# TEXT SHOWN
◆ ◆ ◆ ◆ ◆ ◆ ◆

Editorials

Wake County serves justice by clearing some criminal records

Wake County District Attorney Lorrin Freeman.
Wake County District Attorney Lorrin Freeman. cliddy@newsobserver.com

Now here’s a case where enlightened public officials, working with private professionals in the community, can get something done that helps people who deserve it.

Hundreds of Wake County residents now have a path to clear their criminal records thanks to District Attorney Lorrin Freeman, Clerk of Court Jennifer Knox, Wake Bar Association and District Court Judges Vince Rozier, Craig Croom and Anna Worley. Credit also goes to N.C. Legal Aid.

Having a cleared record is no small thing. As anyone who’s ever applied for a job knows, one question on an application has to do with whether one has been arrested or has a criminal record. Employers pay attention, understandably so, and often eliminate job candidates who answer in the affirmative. Some of those employers may give the candidate a chance to offer an explanation, but others do not.

And many times, there is an explanation.

Consider one Raleigh woman who questioned a security guard at an apartment complex after he ordered a friend of her daughter’s to leave the complex after an incident at a swimming pool. The guard filed papers and charged the woman with disorderly conduct. It was dropped, but it remained on the woman’s record though she’d had no other problems with the law. Thanks to Freeman and the program she’s pushed offering people a chance to get things clear, this woman will be cleared and no longer will she have to answer questions that assume she’s guilty of something when she is not — and never has been.

◆ ◆ ◆ ◆ ◆ ◆ ◆

# WHAT NEEDS TO BE DONE
According to the editorial on clearing criminal records in Wake County, why is having a cleared record "no small thing"? Answer in one to three sentences. The rows that follow come from a separate source and are unrelated to the editorial.

◆ ◆ ◆ ◆ ◆ ◆ ◆

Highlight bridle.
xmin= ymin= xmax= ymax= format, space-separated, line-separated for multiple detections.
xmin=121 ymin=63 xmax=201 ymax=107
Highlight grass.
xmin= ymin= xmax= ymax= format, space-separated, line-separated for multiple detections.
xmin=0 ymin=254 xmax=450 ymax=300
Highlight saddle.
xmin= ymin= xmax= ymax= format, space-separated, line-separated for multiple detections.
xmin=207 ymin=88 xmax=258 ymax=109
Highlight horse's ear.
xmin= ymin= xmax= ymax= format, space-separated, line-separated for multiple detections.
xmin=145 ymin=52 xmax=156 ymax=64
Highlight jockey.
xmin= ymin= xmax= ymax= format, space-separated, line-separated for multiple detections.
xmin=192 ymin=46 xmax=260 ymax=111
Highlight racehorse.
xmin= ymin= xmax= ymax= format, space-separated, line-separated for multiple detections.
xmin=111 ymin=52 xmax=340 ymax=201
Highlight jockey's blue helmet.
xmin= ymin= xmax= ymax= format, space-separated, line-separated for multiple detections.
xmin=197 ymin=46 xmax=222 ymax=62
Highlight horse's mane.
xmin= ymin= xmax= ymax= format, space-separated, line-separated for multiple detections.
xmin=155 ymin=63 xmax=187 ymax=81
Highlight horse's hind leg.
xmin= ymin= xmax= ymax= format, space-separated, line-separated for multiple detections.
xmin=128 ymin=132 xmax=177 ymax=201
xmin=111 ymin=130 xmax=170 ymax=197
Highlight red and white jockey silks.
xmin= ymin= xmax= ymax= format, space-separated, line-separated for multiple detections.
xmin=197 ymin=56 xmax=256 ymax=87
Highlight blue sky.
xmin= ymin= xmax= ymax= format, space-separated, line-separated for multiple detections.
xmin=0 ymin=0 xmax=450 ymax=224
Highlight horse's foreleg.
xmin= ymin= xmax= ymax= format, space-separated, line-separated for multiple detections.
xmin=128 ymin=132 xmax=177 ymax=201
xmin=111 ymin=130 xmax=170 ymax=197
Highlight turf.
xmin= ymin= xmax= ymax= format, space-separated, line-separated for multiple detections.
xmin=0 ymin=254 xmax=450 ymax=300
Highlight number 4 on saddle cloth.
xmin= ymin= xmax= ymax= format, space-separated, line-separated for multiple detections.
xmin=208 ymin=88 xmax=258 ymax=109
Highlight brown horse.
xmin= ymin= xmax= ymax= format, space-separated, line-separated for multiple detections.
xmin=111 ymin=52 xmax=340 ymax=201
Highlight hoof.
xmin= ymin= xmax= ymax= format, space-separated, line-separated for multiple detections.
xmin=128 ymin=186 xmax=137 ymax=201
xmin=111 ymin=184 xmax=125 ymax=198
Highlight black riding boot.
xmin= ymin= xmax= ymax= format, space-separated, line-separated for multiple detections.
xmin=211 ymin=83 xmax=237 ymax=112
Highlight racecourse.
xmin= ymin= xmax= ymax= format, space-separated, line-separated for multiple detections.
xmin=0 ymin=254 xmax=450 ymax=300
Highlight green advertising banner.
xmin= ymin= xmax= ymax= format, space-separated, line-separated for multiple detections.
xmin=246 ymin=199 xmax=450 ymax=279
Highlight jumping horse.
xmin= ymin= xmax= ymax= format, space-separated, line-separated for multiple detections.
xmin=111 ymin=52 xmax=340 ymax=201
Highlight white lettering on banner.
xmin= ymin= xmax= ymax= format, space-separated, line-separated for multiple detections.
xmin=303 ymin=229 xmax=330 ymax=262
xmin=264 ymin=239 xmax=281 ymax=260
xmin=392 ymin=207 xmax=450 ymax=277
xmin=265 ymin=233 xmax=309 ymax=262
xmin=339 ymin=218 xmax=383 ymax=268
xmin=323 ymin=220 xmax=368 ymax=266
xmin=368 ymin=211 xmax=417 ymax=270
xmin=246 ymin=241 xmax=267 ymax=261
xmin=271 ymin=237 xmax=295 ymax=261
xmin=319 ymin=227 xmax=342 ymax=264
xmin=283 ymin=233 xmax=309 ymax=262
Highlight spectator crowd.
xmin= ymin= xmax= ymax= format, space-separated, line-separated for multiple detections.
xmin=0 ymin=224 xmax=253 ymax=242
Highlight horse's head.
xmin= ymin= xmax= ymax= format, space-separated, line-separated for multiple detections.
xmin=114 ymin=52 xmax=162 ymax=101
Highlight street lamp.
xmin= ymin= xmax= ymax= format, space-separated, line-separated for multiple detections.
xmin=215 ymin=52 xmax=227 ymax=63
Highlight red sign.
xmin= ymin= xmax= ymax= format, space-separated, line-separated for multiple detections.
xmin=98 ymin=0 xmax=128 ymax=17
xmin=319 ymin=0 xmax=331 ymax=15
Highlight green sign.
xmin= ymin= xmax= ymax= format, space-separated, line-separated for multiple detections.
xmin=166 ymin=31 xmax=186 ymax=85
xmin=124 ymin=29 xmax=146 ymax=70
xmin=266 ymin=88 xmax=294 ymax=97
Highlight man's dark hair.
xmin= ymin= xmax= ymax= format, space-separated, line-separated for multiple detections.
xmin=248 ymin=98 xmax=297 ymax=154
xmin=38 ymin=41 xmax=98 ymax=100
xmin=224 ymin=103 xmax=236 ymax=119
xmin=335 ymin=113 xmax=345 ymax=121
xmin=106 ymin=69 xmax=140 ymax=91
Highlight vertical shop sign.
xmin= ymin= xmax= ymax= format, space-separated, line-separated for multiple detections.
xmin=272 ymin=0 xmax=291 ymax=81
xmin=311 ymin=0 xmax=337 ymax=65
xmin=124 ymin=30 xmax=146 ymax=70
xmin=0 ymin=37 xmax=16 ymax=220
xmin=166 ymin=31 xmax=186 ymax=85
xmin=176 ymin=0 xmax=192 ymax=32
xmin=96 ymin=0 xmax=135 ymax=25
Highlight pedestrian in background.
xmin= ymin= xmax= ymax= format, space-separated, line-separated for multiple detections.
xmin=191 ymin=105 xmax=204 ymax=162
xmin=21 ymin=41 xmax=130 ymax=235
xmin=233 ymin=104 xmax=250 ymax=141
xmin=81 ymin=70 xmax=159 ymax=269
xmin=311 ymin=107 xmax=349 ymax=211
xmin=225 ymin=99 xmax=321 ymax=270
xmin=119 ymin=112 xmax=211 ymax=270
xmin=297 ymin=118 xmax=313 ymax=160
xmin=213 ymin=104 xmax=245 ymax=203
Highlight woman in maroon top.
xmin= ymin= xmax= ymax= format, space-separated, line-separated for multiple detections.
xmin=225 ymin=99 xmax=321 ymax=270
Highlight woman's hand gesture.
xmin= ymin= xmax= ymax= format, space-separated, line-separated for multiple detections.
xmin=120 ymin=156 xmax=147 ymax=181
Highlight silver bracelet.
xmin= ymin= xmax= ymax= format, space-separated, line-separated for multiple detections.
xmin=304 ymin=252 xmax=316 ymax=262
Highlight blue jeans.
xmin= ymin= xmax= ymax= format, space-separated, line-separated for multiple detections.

◆ ◆ ◆ ◆ ◆ ◆ ◆

# TASK OUTPUT
Job applications often ask whether the applicant has been arrested or has a criminal record. Employers pay attention to that answer and often eliminate candidates who say yes, and some give no chance to explain.